- [Textauszug]
━━━
3. Bei der Fotomontage auf der Titelseite, welche die lächelnde Fernsehdirektorin vor einer (Traum-)Landschaft mit Palmen und Wasser zeigt, machen die Beschwerdeführer zu Recht geltend, diese Illustration sei weder als Symbolbild noch als Fotomontage deklariert.

Der Presserat hat in der Stellungnahme 27/2001 unter Bezugnahme auf die Richtlinie 3.6 zur «Erklärung» (Montagen) die begrifflich klare Bezeichnung einer Illustration als «Fotomontage» als berufsethisch unabdingbar erachtet. Denn bei der damals zur Diskussion stehenden Fotomontage habe die Gefahr bestanden, dass ein grosser Teil der Medienkonsumenten die Abbildung als real missverstehen würden. Auch wenn der Presserat bei Fotomontagen generell eine klare begriffliche Deklaration empfiehlt und eine solche im Prinzip auch einfach umzusetzen ist, bestand vorliegend trotz des Fehlens einer solchen keine Verwechslungsgefahr. Auch die Beschwerdeführer behaupten dies nicht. Eine Verletzung der Richtlinie 3.6 zur «Erklärung» ist darüber hinaus auch unter dem Gesichtspunkt der Verhältnismässigkeit zu verneinen. Danach begründet nicht jede Unkorrektheit bereits eine Verletzung berufsethischer Pflichten (vgl. hierzu in Bezug auf die Wahrheits- und Berichtigungspflicht zuletzt die Stellungnahmen 33, 37 und 49/2005).
━━━
- [Aufgabe 1] Übersetzen Sie den Satz «Eine Verletzung der Richtlinie 3.6 zur «Erklärung» ist darüber hinaus auch unter dem Gesichtspunkt der Verhältnismässigkeit zu verneinen.» aus dem Textauszug ins Englische.
- [Aufgabe 2] Schreiben Sie aus dem Textauszug alles ab, was von "3. Bei der Fotomontage" bis hinunter zu "als Fotomontage deklariert." reicht.

- [Datenteil]
━━━
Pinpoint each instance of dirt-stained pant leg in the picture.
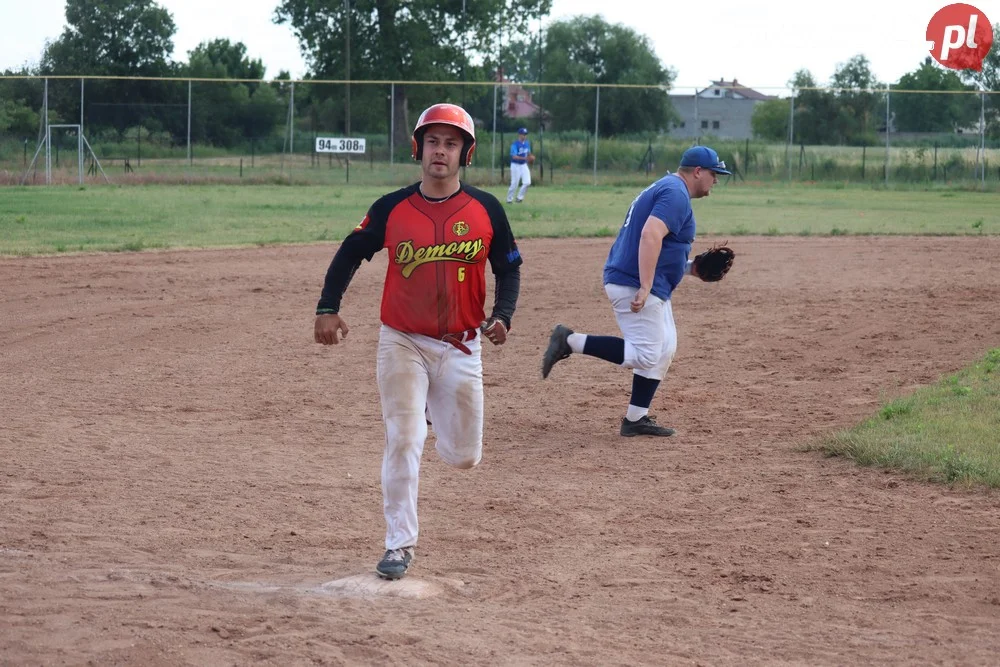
━━━
- [Antwort 1] Moreover, a violation of Guideline 3.6 of the "Declaration" must also be ruled out from the standpoint of proportionality.

- [Antwort 2]
3. Bei der Fotomontage auf der Titelseite, welche die lächelnde Fernsehdirektorin vor einer (Traum-)Landschaft mit Palmen und Wasser zeigt, machen die Beschwerdeführer zu Recht geltend, diese Illustration sei weder als Symbolbild noch als Fotomontage deklariert.